As another summer week draws to a close and I enjoy the wonderful afternoon sun on my patio my thoughts turn to this coming weekend and another wedding that I plan to attend. I'm excited to have the privilege to witness yet another blissful, beautiful couple launch a new life together. Watching their love and joy is infectious and inspiring at the same time.
Of course, being in my line of work as a credit coach -- and feeling a little motherly -- it's impossible for my thoughts to avoid the latest numbers from Knot.com that the average wedding cost $30,000, and 80 percent of couples will have to foot the bill themselves. Add to that, what the Wedding Report said that regarding credit, one in three couples covered wedding expenses with a credit card, 7 percent got a new credit card for wedding expenses and 9 percent took out a loan. Oh my! Certainly not the wedding present I would wish for them.
So, you may ask, how would I advise this young couple if they were sitting here with me now on the patio sipping ice tea? I would start by asking them these three questions:
1. How compatible is your credit?
How we handle our finances and our credit can say a great deal about how mature we are, financially and in life. You probably want to avoid getting into a lifelong (marriage) commitment with someone you are not compatible with on a maturity level or credit level, for that matter. Also, keep in mind that there are so many opportunities now tied to our credit -- from insurance to employment -- that it's as important as ever to be mindful with your credit. Take the time before you are married to access your credit reports and discuss and share them together. This process builds trust and openness, two great additions to any marriage.
2. Have you planned how you as a couple will handle debt and credit?

## WORK TO COMPLETE
Carry on the article about wedding costs and couples' credit from its last line, starting with the section under question 2.

## DATASET EXTRACT

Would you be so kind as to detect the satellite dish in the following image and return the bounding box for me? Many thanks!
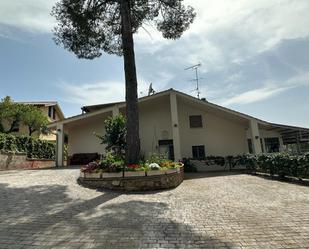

## RESULT OF THE TASK
It's a good chance that you will both enter the marriage with some debt , so before you are married, discuss how you both view the current debt, future debt, and create a plan of how you will together handle your credit. My words of advice? Simply put, remember that even though you are married you will each have your own credit score so reduce your household risk by keeping debts separate and avoid co-signing on any loans together (except your mortgage).
3. Do you have a plan to work on your finances together?
Financial issues are classically one of the most often fought about topics in marriage. So even before your marriage begins, make a plan to work on your family finances together. What can you do if you discover your financial and credit philosophies are not exactly compatible? The good news is that there is hope, you can build compatibility by creating goals together and creating steps together to achieve those financial and credit goals, whether it's buying a home or paying off student loan debt. Agree on your goals and create a plan together. Remember that it's natural for one person to be more interested in doing the family finances and that's fine. Let that person actually implement the plans that you work on together. The most important piece to ensure marriage longevity is that couples make financial decisions together.
So, let's raise our glasses in cheer to happy and (financially) healthy marriages for all of you planning to wed this summer!